RECORD EXTRACTS |

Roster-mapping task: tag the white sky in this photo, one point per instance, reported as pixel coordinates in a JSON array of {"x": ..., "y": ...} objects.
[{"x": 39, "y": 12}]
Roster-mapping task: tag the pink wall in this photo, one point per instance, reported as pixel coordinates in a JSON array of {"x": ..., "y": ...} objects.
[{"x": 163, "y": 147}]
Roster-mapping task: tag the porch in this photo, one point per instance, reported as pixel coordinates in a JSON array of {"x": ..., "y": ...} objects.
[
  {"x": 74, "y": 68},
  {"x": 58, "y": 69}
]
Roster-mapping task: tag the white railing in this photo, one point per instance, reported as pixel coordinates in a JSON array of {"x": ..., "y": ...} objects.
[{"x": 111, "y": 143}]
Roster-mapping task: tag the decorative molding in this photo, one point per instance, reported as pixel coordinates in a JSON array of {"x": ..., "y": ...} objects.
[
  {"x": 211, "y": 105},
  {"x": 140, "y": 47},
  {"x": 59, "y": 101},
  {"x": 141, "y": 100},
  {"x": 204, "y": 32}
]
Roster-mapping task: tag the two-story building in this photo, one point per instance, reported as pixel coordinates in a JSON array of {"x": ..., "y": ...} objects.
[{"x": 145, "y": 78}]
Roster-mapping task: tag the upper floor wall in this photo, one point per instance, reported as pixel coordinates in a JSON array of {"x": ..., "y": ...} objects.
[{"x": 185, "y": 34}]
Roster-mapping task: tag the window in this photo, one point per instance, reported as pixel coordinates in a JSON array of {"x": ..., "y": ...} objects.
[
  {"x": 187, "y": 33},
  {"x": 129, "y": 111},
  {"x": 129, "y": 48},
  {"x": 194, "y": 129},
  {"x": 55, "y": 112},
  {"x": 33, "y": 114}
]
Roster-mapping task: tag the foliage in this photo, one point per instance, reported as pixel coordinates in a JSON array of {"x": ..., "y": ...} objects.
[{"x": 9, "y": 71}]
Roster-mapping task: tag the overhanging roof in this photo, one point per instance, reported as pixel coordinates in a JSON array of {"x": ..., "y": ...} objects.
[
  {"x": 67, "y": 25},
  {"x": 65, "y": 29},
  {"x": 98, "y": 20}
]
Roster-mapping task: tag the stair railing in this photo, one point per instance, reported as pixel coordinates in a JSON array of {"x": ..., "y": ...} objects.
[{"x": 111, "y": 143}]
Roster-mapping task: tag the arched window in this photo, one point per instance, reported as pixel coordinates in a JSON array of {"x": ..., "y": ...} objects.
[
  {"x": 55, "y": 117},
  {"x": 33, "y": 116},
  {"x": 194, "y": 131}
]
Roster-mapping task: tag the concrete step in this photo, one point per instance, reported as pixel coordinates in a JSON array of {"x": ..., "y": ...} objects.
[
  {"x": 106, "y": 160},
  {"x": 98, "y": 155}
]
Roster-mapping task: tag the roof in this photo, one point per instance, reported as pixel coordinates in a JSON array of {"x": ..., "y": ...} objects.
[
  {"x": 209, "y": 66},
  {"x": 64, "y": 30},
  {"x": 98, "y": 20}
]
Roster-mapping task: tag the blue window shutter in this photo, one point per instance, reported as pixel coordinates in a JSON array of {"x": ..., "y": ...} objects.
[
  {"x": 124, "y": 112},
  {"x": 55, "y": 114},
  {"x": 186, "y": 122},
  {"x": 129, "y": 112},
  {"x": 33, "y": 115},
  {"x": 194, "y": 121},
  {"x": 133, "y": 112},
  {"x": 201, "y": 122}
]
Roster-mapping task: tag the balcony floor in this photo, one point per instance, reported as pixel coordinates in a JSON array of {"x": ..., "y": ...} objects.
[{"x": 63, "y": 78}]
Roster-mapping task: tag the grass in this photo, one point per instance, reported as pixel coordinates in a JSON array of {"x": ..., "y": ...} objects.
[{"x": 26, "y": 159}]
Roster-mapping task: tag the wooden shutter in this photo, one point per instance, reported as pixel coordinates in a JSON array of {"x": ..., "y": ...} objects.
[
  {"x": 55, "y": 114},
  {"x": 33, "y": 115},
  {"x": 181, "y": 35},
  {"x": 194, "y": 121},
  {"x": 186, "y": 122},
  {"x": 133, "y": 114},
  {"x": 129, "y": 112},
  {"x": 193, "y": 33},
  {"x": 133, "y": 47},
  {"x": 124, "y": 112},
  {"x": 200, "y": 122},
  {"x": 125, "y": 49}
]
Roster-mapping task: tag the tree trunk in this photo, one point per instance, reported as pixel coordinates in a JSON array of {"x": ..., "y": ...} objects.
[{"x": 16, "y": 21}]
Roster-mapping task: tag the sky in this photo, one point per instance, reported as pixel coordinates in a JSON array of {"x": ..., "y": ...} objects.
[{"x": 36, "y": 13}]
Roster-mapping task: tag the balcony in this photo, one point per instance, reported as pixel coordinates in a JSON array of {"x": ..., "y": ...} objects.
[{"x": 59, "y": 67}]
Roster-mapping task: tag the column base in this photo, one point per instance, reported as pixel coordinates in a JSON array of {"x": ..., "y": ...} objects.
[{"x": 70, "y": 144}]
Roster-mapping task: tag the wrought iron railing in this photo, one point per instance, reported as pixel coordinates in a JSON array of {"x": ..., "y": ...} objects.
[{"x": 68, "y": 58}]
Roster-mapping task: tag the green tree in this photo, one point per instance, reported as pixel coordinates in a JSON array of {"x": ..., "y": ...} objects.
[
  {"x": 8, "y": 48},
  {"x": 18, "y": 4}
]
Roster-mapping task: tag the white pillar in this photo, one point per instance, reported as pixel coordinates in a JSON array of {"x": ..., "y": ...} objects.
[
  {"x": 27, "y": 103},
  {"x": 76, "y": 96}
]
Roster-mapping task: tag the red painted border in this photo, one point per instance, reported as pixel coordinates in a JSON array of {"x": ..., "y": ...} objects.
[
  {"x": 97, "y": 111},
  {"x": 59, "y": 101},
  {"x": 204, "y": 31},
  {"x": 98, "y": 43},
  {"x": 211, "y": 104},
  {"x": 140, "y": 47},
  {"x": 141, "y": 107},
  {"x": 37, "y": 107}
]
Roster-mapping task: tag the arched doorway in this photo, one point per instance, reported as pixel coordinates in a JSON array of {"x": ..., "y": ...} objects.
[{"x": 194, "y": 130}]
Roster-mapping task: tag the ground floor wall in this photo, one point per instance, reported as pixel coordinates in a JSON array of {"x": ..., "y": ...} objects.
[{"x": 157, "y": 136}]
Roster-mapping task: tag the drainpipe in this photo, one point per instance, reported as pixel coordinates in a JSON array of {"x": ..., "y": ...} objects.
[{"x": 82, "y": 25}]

WHAT IS EXPECTED | Copy out the rows above word for word, starting at the line that contains "Roster-mapping task: tag the balcony in" and ending at the last line of the rows.

FULL OUTPUT |
Roster-mapping task: tag the balcony in this photo, one point per instance, reported as pixel coordinates in a JSON array of {"x": ..., "y": ...} objects.
[{"x": 59, "y": 67}]
Roster-mapping task: tag the column base in this photo, one point per instance, reported as pixel coordinates in a JSON array of {"x": ..., "y": ...} objects.
[{"x": 70, "y": 144}]
Roster-mapping task: tag the wrought iron railing in this photo, one point per instance, reported as pixel coordinates in a JSON array of {"x": ..., "y": ...} objects.
[{"x": 68, "y": 58}]
Roster-mapping task: tag the green tree in this photo, one point per instance, reported as pixel coordinates in a JSON array of {"x": ..., "y": ...} objects.
[
  {"x": 8, "y": 48},
  {"x": 18, "y": 4}
]
Roster-mapping task: tag the white pillar in this photo, one point per instance, reported as pixel coordinates in a JSON array of {"x": ..., "y": ...} objects.
[
  {"x": 27, "y": 103},
  {"x": 76, "y": 96}
]
Roster-mapping task: tag the red painted border in this photo, one point per instance, reported as pixel coordinates in a JSON array of {"x": ..., "y": ...} objects.
[
  {"x": 97, "y": 111},
  {"x": 59, "y": 101},
  {"x": 204, "y": 31},
  {"x": 98, "y": 43},
  {"x": 211, "y": 104},
  {"x": 140, "y": 47},
  {"x": 141, "y": 107},
  {"x": 37, "y": 107}
]
Roster-mapping task: tag the arched doorway in this photo, one point per instance, reported as pixel coordinates in a JSON array of {"x": ..., "y": ...} objects.
[{"x": 194, "y": 130}]
Roster-mapping task: tag the ground floor wall in this photo, one point per instance, reported as pixel coordinates in a JSON array of {"x": ..., "y": ...} objects.
[{"x": 157, "y": 136}]
Roster-mapping task: tag the drainpipe in this photo, one point per instance, reported as pixel coordinates in a JSON array of {"x": ..., "y": ...} objects.
[{"x": 82, "y": 25}]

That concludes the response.